▶ [Problem]
Rewrite everything from the line containing "Would you be able to determine the whereabouts of the eyebrow?" down to the end of the records, keeping the requests unchanged. Add -75 to every bounding box coordinate in the answers.

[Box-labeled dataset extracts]
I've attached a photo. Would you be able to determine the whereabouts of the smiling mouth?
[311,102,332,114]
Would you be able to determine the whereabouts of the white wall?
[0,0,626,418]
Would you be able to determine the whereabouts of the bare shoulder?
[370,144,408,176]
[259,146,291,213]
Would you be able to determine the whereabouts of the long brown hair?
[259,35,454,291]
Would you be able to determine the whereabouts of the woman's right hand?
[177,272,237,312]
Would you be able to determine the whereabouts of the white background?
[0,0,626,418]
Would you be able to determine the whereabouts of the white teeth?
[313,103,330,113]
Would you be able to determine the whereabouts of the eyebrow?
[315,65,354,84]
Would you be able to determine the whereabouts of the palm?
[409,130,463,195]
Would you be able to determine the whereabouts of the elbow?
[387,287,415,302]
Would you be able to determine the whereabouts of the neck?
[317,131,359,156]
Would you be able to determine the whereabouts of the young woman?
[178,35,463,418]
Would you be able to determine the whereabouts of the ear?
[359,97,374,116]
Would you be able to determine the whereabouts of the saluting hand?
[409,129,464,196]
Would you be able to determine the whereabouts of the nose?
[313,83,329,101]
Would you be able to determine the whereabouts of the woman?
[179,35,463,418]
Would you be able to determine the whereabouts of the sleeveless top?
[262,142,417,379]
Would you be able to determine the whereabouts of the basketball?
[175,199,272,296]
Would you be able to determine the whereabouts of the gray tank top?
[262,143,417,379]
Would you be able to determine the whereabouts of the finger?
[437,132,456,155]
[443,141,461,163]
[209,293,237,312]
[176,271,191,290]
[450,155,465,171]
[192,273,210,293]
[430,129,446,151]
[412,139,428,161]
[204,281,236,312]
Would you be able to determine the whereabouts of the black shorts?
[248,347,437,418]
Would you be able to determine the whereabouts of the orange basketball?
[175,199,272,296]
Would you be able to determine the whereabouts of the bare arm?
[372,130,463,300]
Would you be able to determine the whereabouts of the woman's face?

▶ [Result for this task]
Would you be able to determine the whereabouts of the eyebrow?
[240,-10,279,9]
Would you be able to determine the whereabouts of the palm?
[334,55,388,120]
Would you be able to determine the whereabouts of the elbow?
[312,212,340,227]
Would you be able to determine the whereabouts of the neck?
[242,56,284,81]
Would you be able to determine the whereabouts of the young woman?
[103,-40,388,343]
Would you be able to determine the whereabouts of the ear?
[284,22,299,41]
Would you be able to determine the whereabouts of the saluting hand?
[334,54,389,121]
Would you be able to determine the whereabouts of the nose?
[238,8,254,26]
Would you be able to determine the whereabouts of the woman?
[104,-40,388,343]
Would you be able to determine the whereabouts of the sleeveless top?
[187,67,342,304]
Would you be able to determine the whereabouts of the basketball?
[100,124,197,221]
Would you be able to determine the whereabouts of the gray tank top?
[187,68,342,304]
Would you be able to determine the whereabouts of the finger?
[362,57,381,80]
[368,66,386,88]
[134,218,162,237]
[101,196,116,215]
[375,80,390,96]
[117,198,135,218]
[355,54,371,76]
[337,64,353,86]
[129,206,161,237]
Would you be able to determine the whereabouts of the black shorts?
[173,272,362,343]
Would you be able to determine the whereabouts of the orange basketball?
[100,124,197,221]
Would you be able to determine the whereabouts of the bare arm?
[297,55,388,225]
Would you be able to determine the whereabouts of the woman's face?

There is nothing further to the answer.